This contradicts your original post. And it's true, there is no 3rd option.
Very smart people have spent decades looking at alternatives and yet here we
are.

> That's quite a simplification -- without the podcast they wouldn't sell
> books, swag, tickets, or receive donations.

Ok, let's reframe it then. It's a business that sells books, swag and tickets.
And the podcast is a marketing cost center. Same outcome, they're a company
that sells stuff for money. And sometimes people donate.

> Websites that serve ads are not free.

They are. The monetary sense is what we're talking about here. Not sure of
this other "cost" your describing.

> Ad supported websites are not open, as every part of the ad network except
> for the literal content served to the client is closed and a trade secret.

What? By open I mean that websites are equally available to anyone regardless
of logged in users or anonymous. This isn't a closed platform like Facebook
where you have to be logged in to use it, thus revealing your identity.

> Ad supported websites are not democratic because advertisers will not want
> to have their brand associated with 'unsavory' topics or opinions which
> means that the overall content on the web is curated by small group ad
> networks that effectively 'bless' content on the web by providing them ad
> revenue.

That's not how it works. There's a tremendous amount of advertising material
to fit virtually any vertical or environment. Sites are democratic because
it's the audience that gives them value. Give the readers what they want and
you get more readers and thus a more valuable audience to monetize. The site
doesnt get to just make up whatever content it wants, it only works if there
is a readership for it.

    
    
      > The accessibility of ad sponsored content is just an accidental byproduct of paying customers visiting the site. If ad networks had the tools to discriminate between people who had high disposable income then the web would no longer be accessible to the poor as it would make business sense to simply not serve them the page.
    

Again, this is not how it works. "poor" people are not indigent (and those
people are most likely not online that much). They still buy plenty and there
are products for every price point. Most ads are sold on an
impression/awareness basis so there's always value in showing the message to
more people. And ad networks already have access to data like household
income. Most ad campaigns use both the context of the site as well as various
data points of the user to target ads - this is why you see Rolex ads on the
WSJ but not on your local news site. Either way ads monetize all users which
in turn let's the publisher keep the site open to everyone, as in it's
accessible to everyone regardless of who you are or where you're from. That's
a good thing (whether it's a byproduct or not).

== == ==

**Required task A**
Update the stretch of the listing from the line containing "# test: mark the asphalt" through the end of the listing, replacing "asphalt road surface" with "paved road surface" and changing nothing else. Return only that stretch, without the pictures.

Position annotation records
== == ==

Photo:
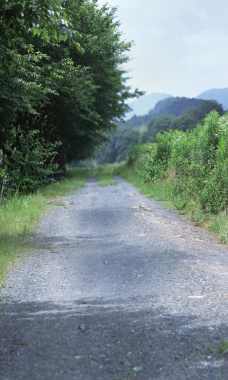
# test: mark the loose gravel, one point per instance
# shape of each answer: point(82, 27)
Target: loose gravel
point(118, 287)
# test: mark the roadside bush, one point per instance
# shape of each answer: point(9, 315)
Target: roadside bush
point(198, 159)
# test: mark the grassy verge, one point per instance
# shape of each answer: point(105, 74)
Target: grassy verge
point(19, 214)
point(164, 190)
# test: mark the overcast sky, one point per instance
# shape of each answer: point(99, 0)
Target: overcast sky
point(181, 46)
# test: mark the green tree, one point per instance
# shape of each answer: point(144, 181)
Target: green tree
point(60, 75)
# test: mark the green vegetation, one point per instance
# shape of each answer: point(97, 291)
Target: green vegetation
point(104, 175)
point(168, 114)
point(187, 170)
point(61, 84)
point(18, 214)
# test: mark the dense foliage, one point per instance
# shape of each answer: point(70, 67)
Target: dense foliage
point(143, 129)
point(198, 160)
point(60, 79)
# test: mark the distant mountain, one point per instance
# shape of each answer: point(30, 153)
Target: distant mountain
point(218, 94)
point(145, 103)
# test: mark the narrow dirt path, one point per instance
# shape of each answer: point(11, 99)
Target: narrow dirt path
point(118, 288)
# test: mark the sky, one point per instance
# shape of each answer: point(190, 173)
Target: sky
point(180, 46)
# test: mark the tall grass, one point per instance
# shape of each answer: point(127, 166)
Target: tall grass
point(187, 171)
point(18, 214)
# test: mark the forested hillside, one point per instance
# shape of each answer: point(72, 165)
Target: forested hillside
point(169, 114)
point(61, 85)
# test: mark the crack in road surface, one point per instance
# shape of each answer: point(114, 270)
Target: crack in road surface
point(119, 287)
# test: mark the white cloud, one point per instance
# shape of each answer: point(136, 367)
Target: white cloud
point(181, 46)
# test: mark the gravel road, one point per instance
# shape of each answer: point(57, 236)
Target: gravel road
point(118, 287)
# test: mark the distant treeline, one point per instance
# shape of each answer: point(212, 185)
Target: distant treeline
point(178, 113)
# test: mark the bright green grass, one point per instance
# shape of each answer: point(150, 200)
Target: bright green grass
point(164, 190)
point(18, 214)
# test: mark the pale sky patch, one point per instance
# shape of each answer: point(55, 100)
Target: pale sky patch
point(181, 46)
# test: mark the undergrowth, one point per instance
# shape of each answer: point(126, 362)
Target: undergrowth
point(187, 171)
point(104, 175)
point(18, 214)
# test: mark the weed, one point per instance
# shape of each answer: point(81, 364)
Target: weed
point(18, 214)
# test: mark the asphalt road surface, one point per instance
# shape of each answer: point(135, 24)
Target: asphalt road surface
point(117, 287)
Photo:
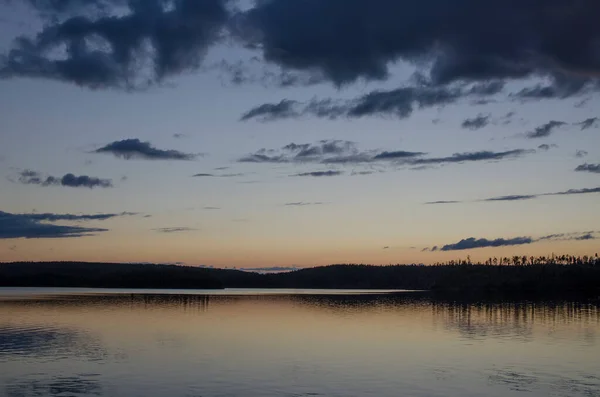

== == ==

**Required task B**
Duplicate the whole excerpt on ad-supported websites word for word.

**Full response A**
# test: mark the paved road surface, one point per instance
# shape of each answer: point(135, 24)
Target: paved road surface
point(117, 287)
Photo:

**Full response B**
This contradicts your original post. And it's true, there is no 3rd option.
Very smart people have spent decades looking at alternatives and yet here we
are.

> That's quite a simplification -- without the podcast they wouldn't sell
> books, swag, tickets, or receive donations.

Ok, let's reframe it then. It's a business that sells books, swag and tickets.
And the podcast is a marketing cost center. Same outcome, they're a company
that sells stuff for money. And sometimes people donate.

> Websites that serve ads are not free.

They are. The monetary sense is what we're talking about here. Not sure of
this other "cost" your describing.

> Ad supported websites are not open, as every part of the ad network except
> for the literal content served to the client is closed and a trade secret.

What? By open I mean that websites are equally available to anyone regardless
of logged in users or anonymous. This isn't a closed platform like Facebook
where you have to be logged in to use it, thus revealing your identity.

> Ad supported websites are not democratic because advertisers will not want
> to have their brand associated with 'unsavory' topics or opinions which
> means that the overall content on the web is curated by small group ad
> networks that effectively 'bless' content on the web by providing them ad
> revenue.

That's not how it works. There's a tremendous amount of advertising material
to fit virtually any vertical or environment. Sites are democratic because
it's the audience that gives them value. Give the readers what they want and
you get more readers and thus a more valuable audience to monetize. The site
doesnt get to just make up whatever content it wants, it only works if there
is a readership for it.

    
    
      > The accessibility of ad sponsored content is just an accidental byproduct of paying customers visiting the site. If ad networks had the tools to discriminate between people who had high disposable income then the web would no longer be accessible to the poor as it would make business sense to simply not serve them the page.
    

Again, this is not how it works. "poor" people are not indigent (and those
people are most likely not online that much). They still buy plenty and there
are products for every price point. Most ads are sold on an
impression/awareness basis so there's always value in showing the message to
more people. And ad networks already have access to data like household
income. Most ad campaigns use both the context of the site as well as various
data points of the user to target ads - this is why you see Rolex ads on the
WSJ but not on your local news site. Either way ads monetize all users which
in turn let's the publisher keep the site open to everyone, as in it's
accessible to everyone regardless of who you are or where you're from. That's
a good thing (whether it's a byproduct or not).